→ EXTRACT PROVIDED:

As an example of the construction of IPv6 networks, we introduced networks in our laboratory, where our main research theme is the methodology of the construction and administration of networks, especially networks for small organizations. We also considered the mobility of networks and hosts. Under the model we proposed, the mobility of a host is a special case of separation and migration of a portion of the networks. Therefore we discussed how to divide and move networks.
We began to construct our networks in 1997. At that time, we constructed the independent IPv6 segment, which was connected to a neighbor organization using INS. From the neighbor organization, it was connected to 6Bone with a leased line. The IPv6 segment was connected with the IPv4 segment inside the laboratory, then all the segments became IPv6 complient in the laboratory at the end of 1998. When our laboratory separated into two sites in 1999, we prepared the IPv6 connection using INS to connect both sites (see figure 3).
Figure 3: Laboratory networks
The migration to IPv6 required the replacement of all server software, routers, and clients. Usually, this replacement is difficult. However, the PICKLES system, which was developed in our laboratory, solves this problem. PICKLES is the common OS platform in our laboratory. Currently, PICKLES is based on BSD/OS, which is a PC-UNIX operating system. We introduced KAME IPv6 protocol stacks to PICKLES.
Basically, PICKLES divides software modules. In designing PICKLES, we separated information on the UNIX system depending on who has responsibility, and recorded this information in separated modules. For instance, PICKLES developers are responsible for OS and applications, which were stored in the system disk. Therefore, administrators can upgrade the OS only by exchanging the system disk, without reconfiguring the hosts. When we upgraded all hosts in the laboratory to be complient with IPv6, we replaced only the system disks. PICKLES made the deployment of IPv6 in the laboratory much easier.

→ MATERIAL SHOWN:

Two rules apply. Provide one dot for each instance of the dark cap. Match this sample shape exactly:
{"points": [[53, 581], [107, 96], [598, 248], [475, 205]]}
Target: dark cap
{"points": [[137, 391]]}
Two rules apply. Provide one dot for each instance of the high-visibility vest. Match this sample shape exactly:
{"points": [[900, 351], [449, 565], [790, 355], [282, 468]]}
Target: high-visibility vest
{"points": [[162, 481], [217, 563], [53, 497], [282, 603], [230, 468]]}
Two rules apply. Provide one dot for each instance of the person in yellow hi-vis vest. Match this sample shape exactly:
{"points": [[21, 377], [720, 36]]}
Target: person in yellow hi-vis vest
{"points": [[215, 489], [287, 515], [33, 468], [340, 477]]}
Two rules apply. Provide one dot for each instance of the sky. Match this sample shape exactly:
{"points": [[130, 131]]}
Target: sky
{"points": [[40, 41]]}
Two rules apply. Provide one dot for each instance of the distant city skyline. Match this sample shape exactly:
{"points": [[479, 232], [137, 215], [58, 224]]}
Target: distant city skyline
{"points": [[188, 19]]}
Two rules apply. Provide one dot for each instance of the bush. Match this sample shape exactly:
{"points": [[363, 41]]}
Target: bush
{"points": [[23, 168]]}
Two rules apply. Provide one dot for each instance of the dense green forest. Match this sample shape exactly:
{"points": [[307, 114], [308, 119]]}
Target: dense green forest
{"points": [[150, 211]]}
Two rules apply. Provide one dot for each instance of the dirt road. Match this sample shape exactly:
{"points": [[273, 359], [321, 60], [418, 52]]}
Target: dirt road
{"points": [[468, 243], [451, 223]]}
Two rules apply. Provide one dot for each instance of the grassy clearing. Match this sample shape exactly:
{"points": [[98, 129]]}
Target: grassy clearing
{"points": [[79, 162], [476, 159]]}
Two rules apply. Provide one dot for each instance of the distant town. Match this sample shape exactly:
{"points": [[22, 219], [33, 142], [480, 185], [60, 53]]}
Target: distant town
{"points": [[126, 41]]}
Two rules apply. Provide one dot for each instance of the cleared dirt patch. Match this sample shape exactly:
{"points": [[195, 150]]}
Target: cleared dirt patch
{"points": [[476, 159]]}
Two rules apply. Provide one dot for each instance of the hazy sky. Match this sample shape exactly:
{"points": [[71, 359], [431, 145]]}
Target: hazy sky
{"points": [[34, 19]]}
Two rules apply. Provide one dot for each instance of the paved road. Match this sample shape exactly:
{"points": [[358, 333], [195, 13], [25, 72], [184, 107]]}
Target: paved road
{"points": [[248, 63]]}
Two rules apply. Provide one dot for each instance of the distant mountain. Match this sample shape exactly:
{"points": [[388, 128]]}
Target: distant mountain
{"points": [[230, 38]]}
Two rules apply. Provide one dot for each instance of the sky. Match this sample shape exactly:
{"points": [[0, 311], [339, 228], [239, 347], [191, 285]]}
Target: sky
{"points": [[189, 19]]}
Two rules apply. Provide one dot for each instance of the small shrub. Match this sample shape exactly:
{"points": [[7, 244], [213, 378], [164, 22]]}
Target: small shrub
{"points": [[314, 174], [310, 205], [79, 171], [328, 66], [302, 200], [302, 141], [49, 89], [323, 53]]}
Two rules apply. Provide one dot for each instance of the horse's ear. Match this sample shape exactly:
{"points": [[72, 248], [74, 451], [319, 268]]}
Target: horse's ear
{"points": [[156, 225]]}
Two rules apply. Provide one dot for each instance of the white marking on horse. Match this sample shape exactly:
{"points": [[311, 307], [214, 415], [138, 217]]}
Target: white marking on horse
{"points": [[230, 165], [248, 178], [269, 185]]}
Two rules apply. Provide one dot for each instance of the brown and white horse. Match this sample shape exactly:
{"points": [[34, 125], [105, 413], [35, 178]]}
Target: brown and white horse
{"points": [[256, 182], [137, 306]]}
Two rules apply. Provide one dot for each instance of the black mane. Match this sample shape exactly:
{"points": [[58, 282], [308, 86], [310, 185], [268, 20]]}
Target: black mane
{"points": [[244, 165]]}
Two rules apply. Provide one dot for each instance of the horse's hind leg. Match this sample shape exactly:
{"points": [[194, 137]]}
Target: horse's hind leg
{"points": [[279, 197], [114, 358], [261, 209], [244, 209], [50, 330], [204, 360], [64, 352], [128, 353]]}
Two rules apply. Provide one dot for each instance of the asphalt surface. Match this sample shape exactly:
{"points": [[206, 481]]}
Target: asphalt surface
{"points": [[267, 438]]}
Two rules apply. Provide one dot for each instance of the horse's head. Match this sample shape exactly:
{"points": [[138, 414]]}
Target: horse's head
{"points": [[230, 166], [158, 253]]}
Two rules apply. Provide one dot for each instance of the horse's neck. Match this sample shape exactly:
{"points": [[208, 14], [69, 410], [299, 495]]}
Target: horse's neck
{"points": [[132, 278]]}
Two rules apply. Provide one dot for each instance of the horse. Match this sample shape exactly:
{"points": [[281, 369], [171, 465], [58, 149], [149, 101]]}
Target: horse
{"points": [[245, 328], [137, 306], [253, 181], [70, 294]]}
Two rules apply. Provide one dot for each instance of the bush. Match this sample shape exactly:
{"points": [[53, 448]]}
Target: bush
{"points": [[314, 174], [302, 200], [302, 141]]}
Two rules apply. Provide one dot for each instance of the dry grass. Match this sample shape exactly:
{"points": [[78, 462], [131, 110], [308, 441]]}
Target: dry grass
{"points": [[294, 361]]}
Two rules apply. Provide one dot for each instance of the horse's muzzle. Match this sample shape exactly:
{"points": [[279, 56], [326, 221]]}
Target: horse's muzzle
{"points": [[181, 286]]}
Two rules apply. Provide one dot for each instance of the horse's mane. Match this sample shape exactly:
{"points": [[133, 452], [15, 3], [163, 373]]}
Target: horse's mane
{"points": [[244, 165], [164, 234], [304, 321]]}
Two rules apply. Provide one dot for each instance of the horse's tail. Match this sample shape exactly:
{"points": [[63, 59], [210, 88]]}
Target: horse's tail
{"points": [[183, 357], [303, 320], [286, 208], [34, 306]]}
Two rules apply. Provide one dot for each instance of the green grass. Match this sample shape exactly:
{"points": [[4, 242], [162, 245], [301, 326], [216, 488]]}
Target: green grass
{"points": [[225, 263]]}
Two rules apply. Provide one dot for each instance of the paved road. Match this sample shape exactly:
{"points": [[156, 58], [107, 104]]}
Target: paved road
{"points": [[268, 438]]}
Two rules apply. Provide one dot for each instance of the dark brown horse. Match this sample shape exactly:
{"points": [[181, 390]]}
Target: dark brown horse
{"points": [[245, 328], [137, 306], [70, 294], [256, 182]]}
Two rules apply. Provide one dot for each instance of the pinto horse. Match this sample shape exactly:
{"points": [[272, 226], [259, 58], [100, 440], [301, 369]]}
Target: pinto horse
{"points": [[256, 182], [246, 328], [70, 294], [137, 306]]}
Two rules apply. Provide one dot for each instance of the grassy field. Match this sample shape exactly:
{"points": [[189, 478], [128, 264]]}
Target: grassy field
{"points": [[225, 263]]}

→ REQUIRED TASK 1:
List every year mentioned in the text on the laboratory's IPv6 networks.
→ REQUIRED TASK 2:
Write the next part of the text on the laboratory's IPv6 networks, picking up after its last sentence.
The entries that come after the laboratory networks text were taken from a different source.

→ TASK RESULT 1:
1997, 1998, 1999

→ TASK RESULT 2:
Many applications are already compliant with IPv6, and we intend to introduce IPv6 applications to PICKLES. Below, we describe the some of the applications installed on PICKLES.
Even in small organizations, which have few members, security is mandatory. Because IPv6 is just becoming popular, there is still little possibility it's code can be "cracked." However, IPv6 security tools are also being developed. Therefore, it is time to give careful consideration to IPv6 security.
The most significant specification of IPv6 is large address space. This allows for the revival of the original Internet communications model, end-to-end host communication. This model might be not suited to the network security model that uses firewalls. For IPv6, we must consider security for individual hosts, not for organizations. Although the communication circuit between hosts can be protected by IPsec, we must consider the protection method against attacks from the outside.
If each host is administered independently, the security level depends on the skill of administrator of each host. Although software components for security are unified by using PICKLES, the low skill of newbie administrators in a laboratory might not assure the proper security level.
In our laboratory, we constructed an IPv4 firewall. We decided to construct an IPv6 firewall, too. As packet filtering software, we ported ip6fw for FreeBSD to BSD/OS, then installed it on PICKLES.
In this section, we describe the operations of IPv6 experimental networks, and evaluate those networks.
Operation of the laboratory networks is divided into two aspects: deployment and outside connection.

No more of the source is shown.